_Directions_:
Work out how many lines in the following entries contain the string "cable", and write only that number.

---*---

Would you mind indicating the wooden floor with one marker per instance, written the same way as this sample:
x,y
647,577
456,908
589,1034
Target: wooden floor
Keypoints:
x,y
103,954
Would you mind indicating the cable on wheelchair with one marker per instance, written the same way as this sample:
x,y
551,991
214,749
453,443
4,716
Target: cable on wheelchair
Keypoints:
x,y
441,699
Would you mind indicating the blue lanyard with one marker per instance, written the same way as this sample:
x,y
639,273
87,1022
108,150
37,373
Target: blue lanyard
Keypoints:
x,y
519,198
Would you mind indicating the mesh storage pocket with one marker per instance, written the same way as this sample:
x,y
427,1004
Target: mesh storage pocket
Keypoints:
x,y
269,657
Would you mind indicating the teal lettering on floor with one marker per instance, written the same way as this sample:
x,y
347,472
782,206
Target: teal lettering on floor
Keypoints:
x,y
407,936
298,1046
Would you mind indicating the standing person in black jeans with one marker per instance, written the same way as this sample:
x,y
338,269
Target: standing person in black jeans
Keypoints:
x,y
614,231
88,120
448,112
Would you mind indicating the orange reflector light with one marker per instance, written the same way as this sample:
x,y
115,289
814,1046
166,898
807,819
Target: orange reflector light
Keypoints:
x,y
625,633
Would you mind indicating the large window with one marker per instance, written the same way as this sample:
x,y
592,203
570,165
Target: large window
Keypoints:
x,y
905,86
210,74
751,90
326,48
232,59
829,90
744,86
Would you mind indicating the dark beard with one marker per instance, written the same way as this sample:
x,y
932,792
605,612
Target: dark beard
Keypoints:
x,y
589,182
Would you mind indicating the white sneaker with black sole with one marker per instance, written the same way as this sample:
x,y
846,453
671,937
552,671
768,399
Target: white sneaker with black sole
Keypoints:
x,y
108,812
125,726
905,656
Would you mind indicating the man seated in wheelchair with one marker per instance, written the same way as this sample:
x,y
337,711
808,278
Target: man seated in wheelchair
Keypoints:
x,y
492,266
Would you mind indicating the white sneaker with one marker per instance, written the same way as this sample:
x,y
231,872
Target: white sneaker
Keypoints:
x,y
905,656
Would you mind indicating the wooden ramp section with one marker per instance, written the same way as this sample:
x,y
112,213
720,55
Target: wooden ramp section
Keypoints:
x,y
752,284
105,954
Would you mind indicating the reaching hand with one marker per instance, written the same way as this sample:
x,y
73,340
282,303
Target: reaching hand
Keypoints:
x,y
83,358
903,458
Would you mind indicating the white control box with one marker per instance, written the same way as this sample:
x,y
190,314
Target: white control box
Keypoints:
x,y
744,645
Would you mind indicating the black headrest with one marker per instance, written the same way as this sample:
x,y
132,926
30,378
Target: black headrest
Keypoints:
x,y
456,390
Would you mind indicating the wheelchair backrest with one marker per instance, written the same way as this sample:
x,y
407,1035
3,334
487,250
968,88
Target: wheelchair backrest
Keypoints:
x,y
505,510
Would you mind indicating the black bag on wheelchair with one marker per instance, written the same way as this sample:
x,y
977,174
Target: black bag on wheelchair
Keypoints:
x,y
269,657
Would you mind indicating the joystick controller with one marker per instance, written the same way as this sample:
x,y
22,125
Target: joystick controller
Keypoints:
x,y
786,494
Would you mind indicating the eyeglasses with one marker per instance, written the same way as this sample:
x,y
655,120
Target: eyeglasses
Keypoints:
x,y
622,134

---*---

_Completed task_:
2